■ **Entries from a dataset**
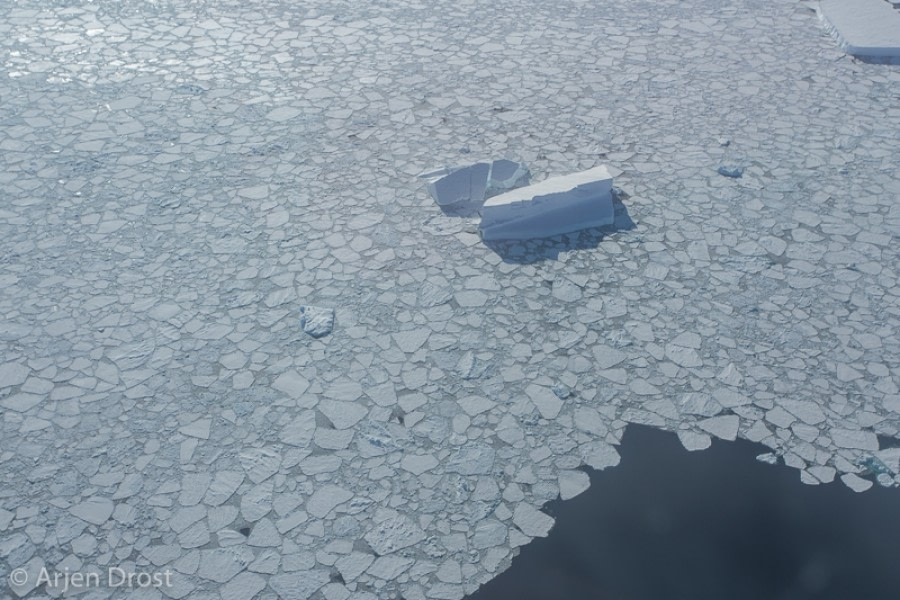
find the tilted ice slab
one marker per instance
(553, 206)
(863, 27)
(471, 184)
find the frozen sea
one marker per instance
(179, 178)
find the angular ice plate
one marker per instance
(863, 27)
(551, 207)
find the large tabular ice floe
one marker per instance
(551, 207)
(467, 186)
(868, 28)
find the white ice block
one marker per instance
(551, 207)
(863, 27)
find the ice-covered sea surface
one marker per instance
(179, 178)
(667, 523)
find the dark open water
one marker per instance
(668, 524)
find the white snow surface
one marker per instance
(180, 177)
(863, 27)
(556, 205)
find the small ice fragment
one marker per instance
(471, 184)
(463, 185)
(562, 391)
(551, 207)
(769, 458)
(316, 321)
(730, 171)
(506, 175)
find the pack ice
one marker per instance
(551, 207)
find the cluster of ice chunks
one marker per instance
(508, 211)
(466, 187)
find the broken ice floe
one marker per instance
(733, 171)
(868, 28)
(551, 207)
(316, 321)
(466, 187)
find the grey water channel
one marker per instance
(668, 524)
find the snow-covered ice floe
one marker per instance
(471, 184)
(551, 207)
(868, 28)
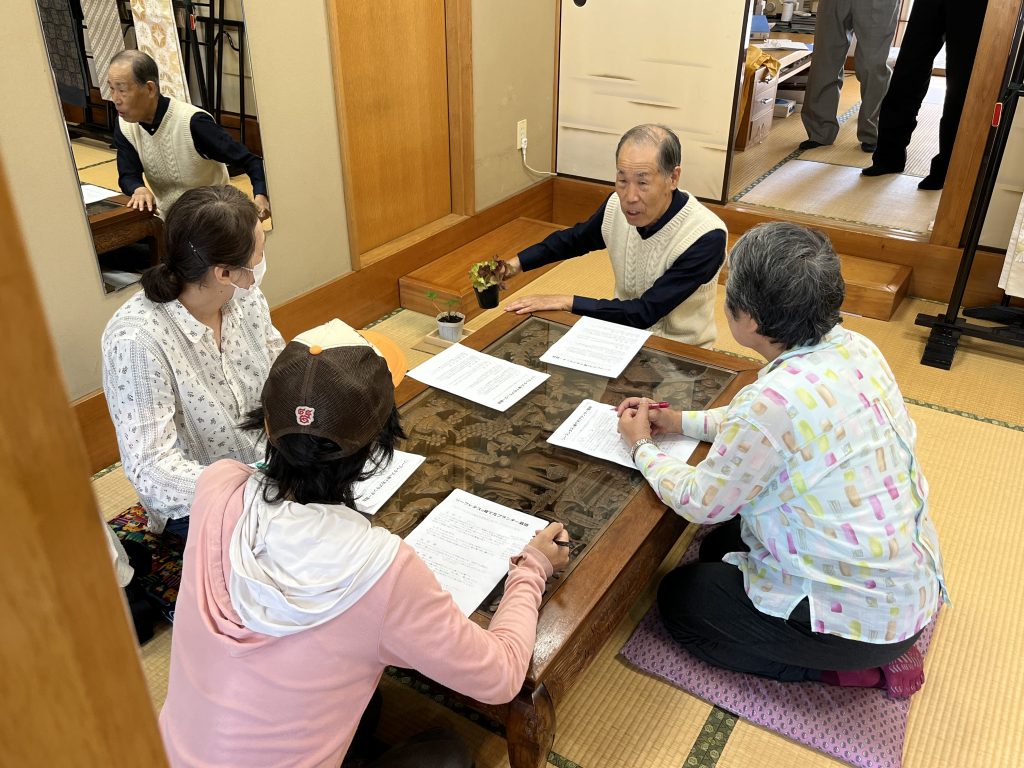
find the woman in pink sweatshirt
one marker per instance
(292, 604)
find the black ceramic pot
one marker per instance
(487, 298)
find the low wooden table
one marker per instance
(624, 531)
(114, 224)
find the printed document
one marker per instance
(373, 493)
(467, 542)
(478, 377)
(593, 429)
(597, 347)
(91, 194)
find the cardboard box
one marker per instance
(796, 94)
(784, 108)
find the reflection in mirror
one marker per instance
(826, 181)
(156, 101)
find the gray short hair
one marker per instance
(670, 153)
(143, 68)
(787, 279)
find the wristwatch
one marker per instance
(636, 446)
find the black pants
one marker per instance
(706, 609)
(932, 23)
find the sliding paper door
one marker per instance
(668, 61)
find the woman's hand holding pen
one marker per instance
(551, 542)
(660, 419)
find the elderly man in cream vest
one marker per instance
(666, 248)
(177, 145)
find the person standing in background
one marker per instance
(932, 25)
(873, 23)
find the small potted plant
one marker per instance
(485, 279)
(449, 321)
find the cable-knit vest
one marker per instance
(637, 263)
(169, 158)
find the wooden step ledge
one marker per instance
(449, 275)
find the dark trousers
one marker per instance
(436, 748)
(706, 609)
(932, 23)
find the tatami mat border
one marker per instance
(792, 156)
(107, 471)
(716, 731)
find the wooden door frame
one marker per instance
(955, 205)
(68, 653)
(459, 55)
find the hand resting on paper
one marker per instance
(544, 542)
(633, 425)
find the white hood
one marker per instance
(297, 565)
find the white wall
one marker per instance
(513, 78)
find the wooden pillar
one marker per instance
(73, 686)
(986, 80)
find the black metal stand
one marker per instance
(204, 59)
(949, 327)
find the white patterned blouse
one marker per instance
(176, 400)
(817, 459)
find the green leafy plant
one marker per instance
(483, 274)
(449, 313)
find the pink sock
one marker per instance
(904, 676)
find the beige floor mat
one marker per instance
(841, 194)
(785, 134)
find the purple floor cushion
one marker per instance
(860, 726)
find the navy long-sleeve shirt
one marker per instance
(692, 268)
(210, 140)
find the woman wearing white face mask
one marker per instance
(185, 358)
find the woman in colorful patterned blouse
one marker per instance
(827, 566)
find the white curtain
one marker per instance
(1012, 279)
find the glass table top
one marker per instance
(505, 457)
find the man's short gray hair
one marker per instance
(670, 153)
(143, 68)
(787, 279)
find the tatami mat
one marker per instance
(967, 714)
(785, 134)
(114, 493)
(846, 151)
(842, 194)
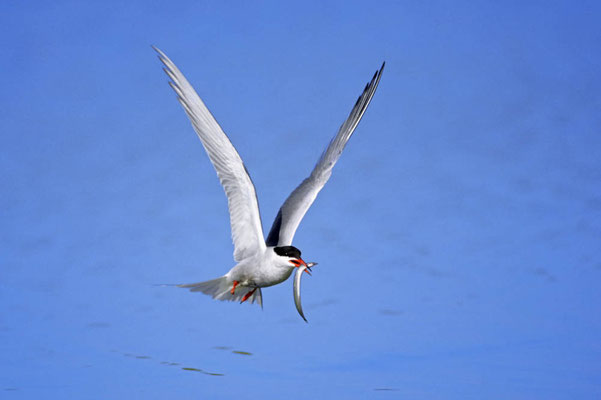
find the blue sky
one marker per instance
(457, 239)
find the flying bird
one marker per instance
(260, 262)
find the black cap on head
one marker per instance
(287, 251)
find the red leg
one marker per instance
(234, 287)
(247, 295)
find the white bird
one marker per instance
(260, 263)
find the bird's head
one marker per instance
(290, 255)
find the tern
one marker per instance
(260, 262)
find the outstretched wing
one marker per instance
(245, 220)
(296, 205)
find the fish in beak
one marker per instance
(296, 287)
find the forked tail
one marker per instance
(220, 289)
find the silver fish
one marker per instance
(296, 288)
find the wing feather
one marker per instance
(296, 205)
(245, 220)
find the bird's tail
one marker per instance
(220, 289)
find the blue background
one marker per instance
(457, 241)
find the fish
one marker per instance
(296, 287)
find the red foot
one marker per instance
(234, 287)
(247, 295)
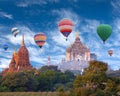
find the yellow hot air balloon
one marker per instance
(40, 39)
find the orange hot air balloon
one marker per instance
(65, 26)
(40, 39)
(110, 52)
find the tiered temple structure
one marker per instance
(77, 51)
(20, 60)
(77, 56)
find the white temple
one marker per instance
(77, 56)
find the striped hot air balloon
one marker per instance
(5, 47)
(15, 31)
(40, 39)
(65, 26)
(110, 52)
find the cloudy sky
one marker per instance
(33, 16)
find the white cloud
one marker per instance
(27, 3)
(6, 15)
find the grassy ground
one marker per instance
(29, 94)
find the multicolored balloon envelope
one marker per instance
(104, 31)
(65, 26)
(110, 52)
(15, 31)
(40, 39)
(5, 47)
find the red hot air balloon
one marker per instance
(65, 26)
(40, 39)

■ **PROBLEM**
Return every line of the material word for word, starting with the line with "find the wing feather" and going on through the final line of the material. Leave the pictures out of your answer.

■ **FINAL RESULT**
find the wing feather
one marker per instance
(296, 205)
(245, 220)
find the bird's tail
one marker per instance
(220, 289)
find the blue background
one marker per instance
(457, 241)
find the fish
one marker per instance
(296, 287)
find the red foot
one marker per instance
(234, 287)
(247, 295)
find the yellow hot air balloon
one marker per instance
(40, 39)
find the orange hot air balloon
one marker per instance
(65, 26)
(40, 39)
(110, 52)
find the tiered temple structure
one marker per instance
(77, 51)
(20, 60)
(77, 56)
find the white temple
one marker per instance
(77, 56)
find the striped hot air balloon
one marker per instance
(5, 47)
(15, 31)
(40, 39)
(65, 26)
(110, 52)
find the cloudy sky
one marker per instance
(33, 16)
find the white cloud
one marker per instance
(27, 3)
(6, 15)
find the grassy ground
one marker per instance
(29, 94)
find the multicolored balloon envelope
one marker per instance
(104, 31)
(65, 26)
(110, 52)
(15, 31)
(40, 39)
(5, 47)
find the red hot air balloon
one marker per instance
(65, 26)
(40, 39)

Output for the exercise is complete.